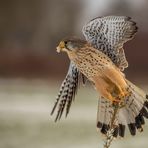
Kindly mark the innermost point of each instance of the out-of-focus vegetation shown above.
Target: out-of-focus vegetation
(30, 31)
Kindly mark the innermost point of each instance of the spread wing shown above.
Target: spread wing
(67, 91)
(108, 34)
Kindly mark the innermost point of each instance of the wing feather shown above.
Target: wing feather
(108, 34)
(67, 91)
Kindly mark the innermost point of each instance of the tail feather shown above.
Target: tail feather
(131, 115)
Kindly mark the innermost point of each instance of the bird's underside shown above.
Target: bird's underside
(101, 60)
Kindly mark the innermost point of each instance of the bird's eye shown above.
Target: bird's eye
(65, 42)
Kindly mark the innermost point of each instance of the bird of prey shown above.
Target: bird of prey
(100, 59)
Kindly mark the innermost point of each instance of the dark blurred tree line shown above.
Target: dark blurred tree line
(31, 29)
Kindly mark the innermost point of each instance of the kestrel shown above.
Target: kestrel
(100, 59)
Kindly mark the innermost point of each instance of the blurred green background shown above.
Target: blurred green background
(31, 71)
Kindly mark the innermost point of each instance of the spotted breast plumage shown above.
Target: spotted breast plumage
(101, 59)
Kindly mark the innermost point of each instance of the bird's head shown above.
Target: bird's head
(71, 45)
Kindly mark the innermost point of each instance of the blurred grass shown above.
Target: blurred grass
(25, 120)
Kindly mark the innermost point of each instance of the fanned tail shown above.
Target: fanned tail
(131, 115)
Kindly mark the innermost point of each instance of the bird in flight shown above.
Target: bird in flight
(100, 59)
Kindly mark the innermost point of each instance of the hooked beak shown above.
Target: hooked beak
(61, 47)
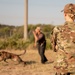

==*==

__YOUR ASSIGNMENT__. Word for word, repeat the lines of data above, omitting every picture.

__SOLVED PROBLEM__.
Kindly mark the innermost point of each instance of the out-of-focus vegetation shown above.
Target: out-of-focus vegetation
(30, 31)
Kindly mark the innermost point of each instance of the spread wing shown above.
Target: spread wing
(67, 91)
(108, 34)
Kindly mark the innermost point of each instance of the wing feather shown above.
Target: wing feather
(108, 34)
(67, 91)
Kindly mark the innermost point of each instance of the tail feather shown above.
Target: tail feather
(131, 115)
Kindly mark the innermost point of each instance of the bird's underside shown above.
Target: bird's underside
(101, 60)
Kindly mark the innermost point of each instance of the bird's eye shown above.
Target: bird's eye
(65, 42)
Kindly mark the innermost point of each instance of the bird of prey shown above.
Target: bird of prey
(100, 59)
Kindly mark the innermost point of each instance of the dark blurred tree line shown above.
Target: dark blurred tree line
(31, 29)
Kindly mark the innermost point of each instance of the kestrel shown above.
Target: kestrel
(100, 59)
Kindly mark the innermost point of each instance of the blurred green background shown above.
Target: blurred green background
(31, 71)
Kindly mark the innermost point of each instance of the spotted breast plumage shown above.
Target: spotted breast plumage
(101, 59)
Kindly mark the innermost point of each instance of the bird's head shown above.
Target: bird's head
(71, 45)
Kindly mark the innermost point of each instance of the blurred grass shown above.
Target: blurred grass
(25, 120)
Kindly mark the innermost point of each instance of the fanned tail shown above.
Target: fanned tail
(131, 115)
Kindly mark the innermost point of each instance of the bird in flight shown above.
Target: bird in flight
(100, 59)
Kindly mark the innermost point of each instance of the hooked beak shown above.
Target: hooked beak
(61, 47)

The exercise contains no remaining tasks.